§ **Passage to read**:
--- START ---
Rep. Mike McIntyre, D-N.C., voted against the 2011 budget plan as well, and takes a position similar to Hagan’s in that he wants to stop the cuts from going into effect by putting together a new agreement soon.
“Our national security, jobs, education, health care, and transportation will all be negatively impacted when this measure goes into effect,” McIntyre said. “We must work together to find a bi-partisan solution to address this immediate issue.”
Kinston City Manager Tony Sears said the city should experience much in the way of funding problems, but Lenoir County agencies would feel the pinch.
“Typically, the county would have more involvement at the federal level than the city would, and that would be because of social services,” Sears said. “If there’s a service or a funding source that would be impacted by the sequestration, I am unaware of it at this time.”
At the Lenoir County Department of Social Services, Director Susan Moore said last year the agency received more than $100 million in federal dollars, though 25 percent of that went to entitlements that would be untouched by sequestration, like the Supplemental Nutrition Assistance Program and Medicaid.
“But, other programs would be (impacted), like the incentives we receive for collection efforts in child support, (and) child care subsidy funding that we provide help to pay for daycare to low-income working parents,” Moore said. “We get funding from the Social Security Act, and its Title IV (Part) E, and we also get extra money. The IV-E money won’t be cut, but some of the other child services funds would be cut. Those are the ones that have been identified for us right off the top.”
Moore noted 20 percent of the department’s federal dollars go to the daycare program.
The Kinston Housing Authority receives all of its funding from the federal Department of Housing and Urban Development, so its entire budget is in the air. KHA Executive Director Rhonda Abbott said the agency could lose $165,000-$170,000 in Section 8 funding, $20,000 earmarked for staff, $150,000 exclusively for public housing and $50,000 from a capital fund.
“We’re just trying to be conservative with our spending, at far as public housing, and not to do things that are not absolutely necessary,” Abbott said, “For example, when we have vacant units, we have been going in and putting in new tile flooring and new kitchen cabinets, things like that, we will stop doing until we’re sure of what the financial situation’s going to be. And then on the voucher side, basically we’re not issuing new vouchers right now, because we are not sure we will have funding for any new vouchers.”
--- END ---
§ **Extracted records**:
--- START ---
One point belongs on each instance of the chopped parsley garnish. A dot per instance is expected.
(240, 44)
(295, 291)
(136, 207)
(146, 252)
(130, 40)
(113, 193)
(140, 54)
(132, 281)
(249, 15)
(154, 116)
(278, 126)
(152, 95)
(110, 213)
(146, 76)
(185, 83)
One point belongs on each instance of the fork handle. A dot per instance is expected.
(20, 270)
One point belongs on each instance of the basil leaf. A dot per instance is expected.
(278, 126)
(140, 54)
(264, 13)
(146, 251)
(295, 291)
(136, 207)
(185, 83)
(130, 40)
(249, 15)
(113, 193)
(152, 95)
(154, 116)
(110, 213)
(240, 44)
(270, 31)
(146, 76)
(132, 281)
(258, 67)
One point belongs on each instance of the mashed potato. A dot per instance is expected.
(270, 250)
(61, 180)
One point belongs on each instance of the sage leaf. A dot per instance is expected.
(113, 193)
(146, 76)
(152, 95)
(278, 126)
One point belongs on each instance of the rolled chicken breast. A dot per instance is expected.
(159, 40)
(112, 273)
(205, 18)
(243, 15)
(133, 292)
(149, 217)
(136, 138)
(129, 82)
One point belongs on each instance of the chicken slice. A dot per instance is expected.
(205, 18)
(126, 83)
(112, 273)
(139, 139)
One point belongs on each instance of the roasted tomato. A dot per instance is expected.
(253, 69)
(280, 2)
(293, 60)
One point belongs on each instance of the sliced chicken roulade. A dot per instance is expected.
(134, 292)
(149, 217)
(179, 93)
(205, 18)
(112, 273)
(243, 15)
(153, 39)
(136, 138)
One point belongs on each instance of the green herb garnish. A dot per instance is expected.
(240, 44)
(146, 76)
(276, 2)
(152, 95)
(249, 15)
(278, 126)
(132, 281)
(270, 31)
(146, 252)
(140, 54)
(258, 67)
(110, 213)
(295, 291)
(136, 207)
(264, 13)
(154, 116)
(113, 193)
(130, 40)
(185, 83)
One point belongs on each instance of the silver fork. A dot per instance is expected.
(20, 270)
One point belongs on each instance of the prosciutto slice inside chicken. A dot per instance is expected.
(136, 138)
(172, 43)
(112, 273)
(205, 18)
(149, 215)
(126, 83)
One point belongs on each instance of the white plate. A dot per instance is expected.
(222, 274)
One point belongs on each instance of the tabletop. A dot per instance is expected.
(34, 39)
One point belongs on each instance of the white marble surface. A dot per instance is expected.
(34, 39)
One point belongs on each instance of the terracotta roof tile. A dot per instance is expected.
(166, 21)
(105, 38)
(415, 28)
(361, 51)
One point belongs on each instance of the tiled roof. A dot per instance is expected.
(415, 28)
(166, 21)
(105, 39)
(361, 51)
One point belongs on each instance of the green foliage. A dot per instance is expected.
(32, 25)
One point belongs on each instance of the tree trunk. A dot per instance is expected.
--- END ---
§ **Exercise set**:
A. Translate this sentence from the sequestration article into Spanish: "Moore noted 20 percent of the department’s federal dollars go to the daycare program."
B. Please carry on the sequestration article from where it stops.

§ **Answers provided**:
A. Moore señaló que el 20 por ciento de los fondos federales del departamento se destina al programa de guarderías.

B.
The KHA hasn’t issued a new housing voucher since Jan. 1, and Abbott said she hopes they don’t have to take away an existing voucher in the future.
For Lenoir County Schools, Superintendent Steve Mazingo said he isn’t sure what the impact will be on the school system. Not enough information has filtered down, but the district, its students, faculty and staff aren’t in immediate financial peril.
“We have very little information on what it’s going to be for us,” Mazingo said. “What we know, officially, is it will not affect our budget this year. That means it will not affect us through June 30. Of course it will affect some of our federal programs — we know it will not affect child nutrition, we’ve been told that — but we’ve been told a rough estimate of maybe 8-10 percent on our Title I funds.
“That, of course, helps our disadvantaged students and our disadvantaged schools. Also, in terms of our federal funding for exceptional children, there’s a possible 8-10 percent cut there. But then, we hear other numbers.”
But one thing is for certain. According to the Federal Aviation Administration, the air traffic control facility at the North Carolina Global TransPark would be closed, along with similar facilities in New Bern, Concord, Hickory and Winston-Salem.
Planes would, however, continue flying in and out of these airports.